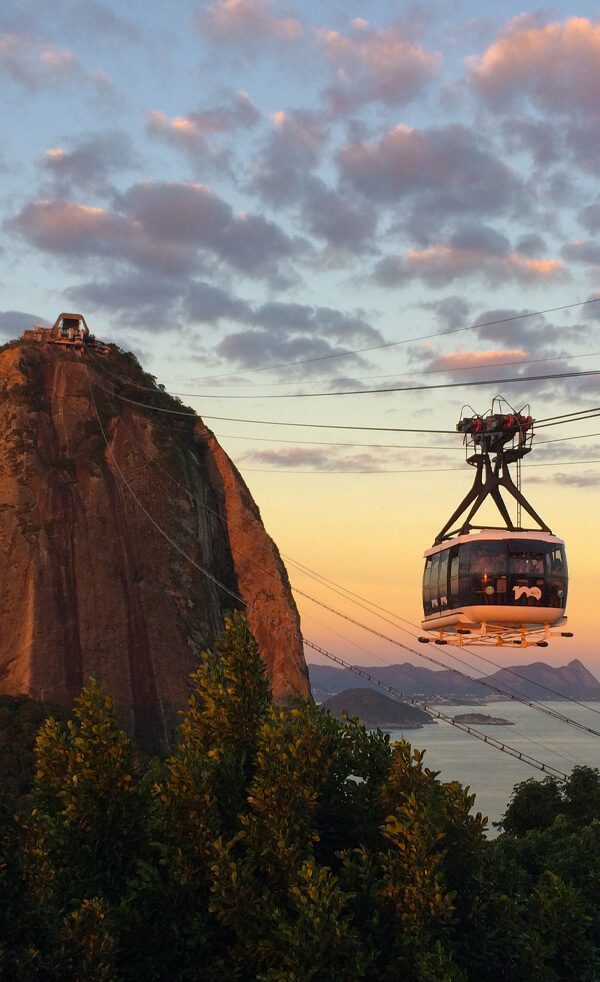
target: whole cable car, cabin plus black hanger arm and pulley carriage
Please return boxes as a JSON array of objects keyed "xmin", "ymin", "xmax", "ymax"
[{"xmin": 419, "ymin": 397, "xmax": 572, "ymax": 648}]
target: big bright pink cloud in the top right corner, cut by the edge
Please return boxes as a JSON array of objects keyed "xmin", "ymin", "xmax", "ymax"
[{"xmin": 467, "ymin": 17, "xmax": 600, "ymax": 114}]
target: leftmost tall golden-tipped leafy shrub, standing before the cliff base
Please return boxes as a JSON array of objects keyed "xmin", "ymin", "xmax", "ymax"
[{"xmin": 33, "ymin": 680, "xmax": 146, "ymax": 909}]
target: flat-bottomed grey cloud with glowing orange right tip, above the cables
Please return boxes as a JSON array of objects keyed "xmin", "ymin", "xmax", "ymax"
[{"xmin": 374, "ymin": 225, "xmax": 566, "ymax": 287}]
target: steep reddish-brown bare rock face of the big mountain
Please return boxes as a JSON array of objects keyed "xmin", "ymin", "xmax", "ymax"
[{"xmin": 0, "ymin": 342, "xmax": 310, "ymax": 747}]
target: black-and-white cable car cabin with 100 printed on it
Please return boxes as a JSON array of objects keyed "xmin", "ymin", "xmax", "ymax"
[{"xmin": 421, "ymin": 529, "xmax": 568, "ymax": 643}]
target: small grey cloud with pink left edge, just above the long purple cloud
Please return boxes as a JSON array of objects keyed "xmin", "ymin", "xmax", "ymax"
[{"xmin": 42, "ymin": 130, "xmax": 139, "ymax": 197}]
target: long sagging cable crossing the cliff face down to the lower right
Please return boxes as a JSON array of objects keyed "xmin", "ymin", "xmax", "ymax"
[{"xmin": 86, "ymin": 369, "xmax": 567, "ymax": 781}]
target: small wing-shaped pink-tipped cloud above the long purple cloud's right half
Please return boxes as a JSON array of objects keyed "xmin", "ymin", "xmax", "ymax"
[{"xmin": 146, "ymin": 92, "xmax": 261, "ymax": 164}]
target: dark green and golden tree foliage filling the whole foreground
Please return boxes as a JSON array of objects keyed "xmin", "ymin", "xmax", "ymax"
[{"xmin": 0, "ymin": 613, "xmax": 600, "ymax": 982}]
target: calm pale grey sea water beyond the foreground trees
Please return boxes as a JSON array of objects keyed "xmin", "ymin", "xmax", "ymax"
[{"xmin": 389, "ymin": 701, "xmax": 600, "ymax": 835}]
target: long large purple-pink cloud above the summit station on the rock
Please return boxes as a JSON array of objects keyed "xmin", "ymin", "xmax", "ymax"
[{"xmin": 5, "ymin": 182, "xmax": 306, "ymax": 285}]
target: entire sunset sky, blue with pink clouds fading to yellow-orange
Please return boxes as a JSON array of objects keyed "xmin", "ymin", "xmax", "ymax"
[{"xmin": 0, "ymin": 0, "xmax": 600, "ymax": 673}]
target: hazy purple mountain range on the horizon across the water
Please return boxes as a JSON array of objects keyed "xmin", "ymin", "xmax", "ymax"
[{"xmin": 308, "ymin": 658, "xmax": 600, "ymax": 703}]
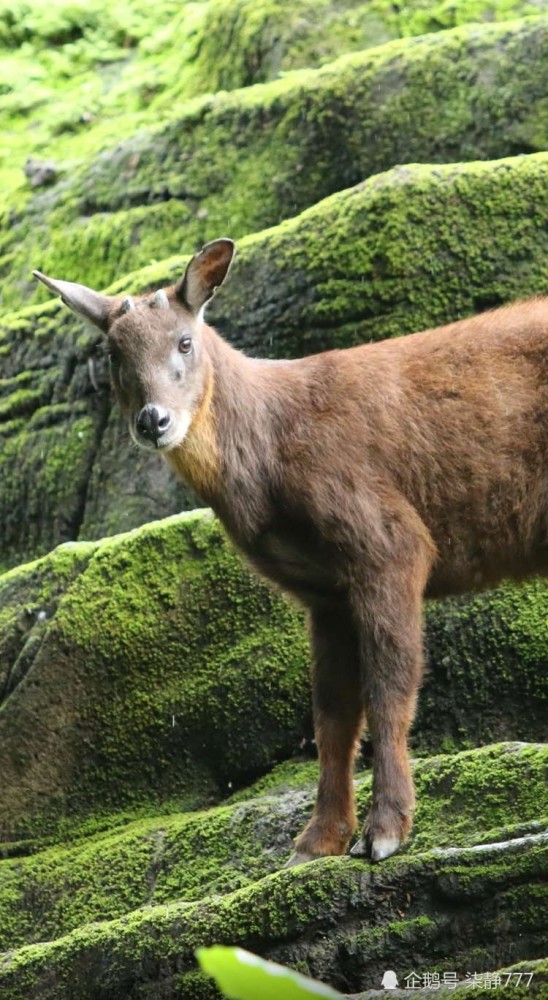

════════

An exact copy of every entry, without pictures, should be your output.

target: whole cable car, cabin plus black hanger arm and pulley carriage
Please return boxes as a JSON array of objects keyed "xmin", "ymin", "xmax", "ymax"
[{"xmin": 419, "ymin": 397, "xmax": 572, "ymax": 648}]
target: big bright pink cloud in the top right corner, cut by the edge
Please return boxes as a JSON array of objects keyed "xmin", "ymin", "xmax", "ymax"
[{"xmin": 467, "ymin": 17, "xmax": 600, "ymax": 114}]
target: leftmost tall golden-tipped leafy shrub, standing before the cliff base
Please return boxes as a JSON array of objects keyed "xmin", "ymin", "xmax", "ymax"
[{"xmin": 33, "ymin": 680, "xmax": 146, "ymax": 909}]
target: flat-bottomed grey cloud with glowing orange right tip, above the cables
Please return boxes as a JSON array of objects keyed "xmin", "ymin", "xmax", "ymax"
[{"xmin": 374, "ymin": 225, "xmax": 566, "ymax": 287}]
target: steep reddish-brown bare rock face of the big mountain
Please return boxes as a JSON array of objects keyed "xmin", "ymin", "xmax", "ymax"
[{"xmin": 0, "ymin": 342, "xmax": 310, "ymax": 747}]
target: black-and-white cable car cabin with 100 printed on it
Please return boxes as a JSON array of objects keyed "xmin", "ymin", "xmax", "ymax"
[{"xmin": 421, "ymin": 529, "xmax": 568, "ymax": 643}]
target: small grey cloud with pink left edge, just above the long purple cloud
Please return boxes as a JSON array of objects keyed "xmin", "ymin", "xmax", "ymax"
[{"xmin": 42, "ymin": 130, "xmax": 139, "ymax": 197}]
target: long sagging cable crossing the cliff face down to the lower right
Please return boxes as a JSON array of objects keyed "xmin", "ymin", "xmax", "ymax"
[{"xmin": 86, "ymin": 369, "xmax": 567, "ymax": 781}]
target: small wing-shaped pink-tipped cloud above the long purple cloud's right half
Please return boxes as a JSON array of objects keyed "xmin", "ymin", "xmax", "ymax"
[{"xmin": 146, "ymin": 92, "xmax": 261, "ymax": 164}]
target: dark green and golden tree foliage filling the whole foreground
Please return boxes as a JSON array of objects keyed "xmin", "ymin", "xmax", "ymax"
[{"xmin": 0, "ymin": 613, "xmax": 600, "ymax": 982}]
target: calm pale grey sea water beyond the foreground trees
Please return boxes as a JSON array of objects keyed "xmin", "ymin", "xmax", "ymax"
[{"xmin": 389, "ymin": 701, "xmax": 600, "ymax": 835}]
target: long large purple-pink cloud above the summit station on the rock
Please return boxes as a JSON array of objects keyed "xmin", "ymin", "xmax", "ymax"
[{"xmin": 5, "ymin": 182, "xmax": 306, "ymax": 285}]
target: entire sunset sky, blue with pink clouds fading to yellow-orange
Please return boxes as a JSON array of objects keyed "xmin", "ymin", "xmax", "ymax"
[{"xmin": 0, "ymin": 0, "xmax": 600, "ymax": 673}]
target: hazy purple mountain range on the horizon across the water
Please return boxes as a JSON array of objects keyed "xmin", "ymin", "xmax", "ymax"
[{"xmin": 308, "ymin": 658, "xmax": 600, "ymax": 703}]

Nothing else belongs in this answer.